:: DATASET RECORDS

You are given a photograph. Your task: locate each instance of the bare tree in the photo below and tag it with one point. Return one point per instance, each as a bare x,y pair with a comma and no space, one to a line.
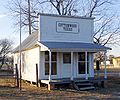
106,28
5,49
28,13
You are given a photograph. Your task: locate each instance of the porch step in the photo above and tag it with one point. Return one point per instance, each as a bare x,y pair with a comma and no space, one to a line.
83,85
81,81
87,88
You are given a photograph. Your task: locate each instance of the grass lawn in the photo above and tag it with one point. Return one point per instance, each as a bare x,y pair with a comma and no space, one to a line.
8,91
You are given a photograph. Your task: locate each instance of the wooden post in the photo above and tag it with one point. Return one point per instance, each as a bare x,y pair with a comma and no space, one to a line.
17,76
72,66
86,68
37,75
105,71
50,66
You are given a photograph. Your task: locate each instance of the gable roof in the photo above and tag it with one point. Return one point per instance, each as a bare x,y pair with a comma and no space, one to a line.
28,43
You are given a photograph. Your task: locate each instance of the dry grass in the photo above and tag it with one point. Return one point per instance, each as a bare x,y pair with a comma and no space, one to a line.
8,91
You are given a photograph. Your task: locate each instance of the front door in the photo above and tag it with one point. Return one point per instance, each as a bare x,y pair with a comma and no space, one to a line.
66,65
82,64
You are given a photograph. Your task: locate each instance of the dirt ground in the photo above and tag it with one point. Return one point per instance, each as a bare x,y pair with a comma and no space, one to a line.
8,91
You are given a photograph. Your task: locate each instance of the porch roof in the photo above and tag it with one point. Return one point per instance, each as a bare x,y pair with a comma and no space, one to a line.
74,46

::::
:: DATASET RECORDS

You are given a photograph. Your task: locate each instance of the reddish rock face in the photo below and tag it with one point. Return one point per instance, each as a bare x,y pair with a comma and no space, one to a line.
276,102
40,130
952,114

::::

## GOAL OF THE EXERCISE
Gather every line in the material above that contains the word "porch", and copy each of those lines in full.

## WRITTEN RESPONSE
You are given a photograph. Your task: locate each instance of the porch step in the photo above and tag it with one point. Return one point per instance, each as a bare x,y pair with a comma and no space, one to a line.
You are given a photograph. Your task: locate each instance of the porch roof in the photo above and tag it with one point. Return one point per instance, each as a bare x,y pair with a comma and no space, one to a line.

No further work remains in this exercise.